## begin THE DATA
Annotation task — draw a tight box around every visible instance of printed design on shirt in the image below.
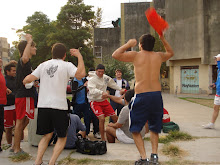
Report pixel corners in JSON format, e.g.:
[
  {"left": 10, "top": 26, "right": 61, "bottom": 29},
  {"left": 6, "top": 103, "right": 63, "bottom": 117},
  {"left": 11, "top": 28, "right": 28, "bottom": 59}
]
[
  {"left": 104, "top": 78, "right": 109, "bottom": 84},
  {"left": 47, "top": 65, "right": 58, "bottom": 78}
]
## end THE DATA
WHAT IS NEEDED
Retype the data above without changing a character, but leave the picture out.

SOLUTION TO THE PROBLEM
Annotation task — draw a tight box around every visible instance of printed design on shirt in the image below.
Report pixel corners in JSON format, e.g.:
[
  {"left": 10, "top": 26, "right": 61, "bottom": 29},
  {"left": 6, "top": 103, "right": 63, "bottom": 117},
  {"left": 11, "top": 28, "right": 28, "bottom": 59}
]
[
  {"left": 104, "top": 78, "right": 109, "bottom": 84},
  {"left": 47, "top": 65, "right": 58, "bottom": 78}
]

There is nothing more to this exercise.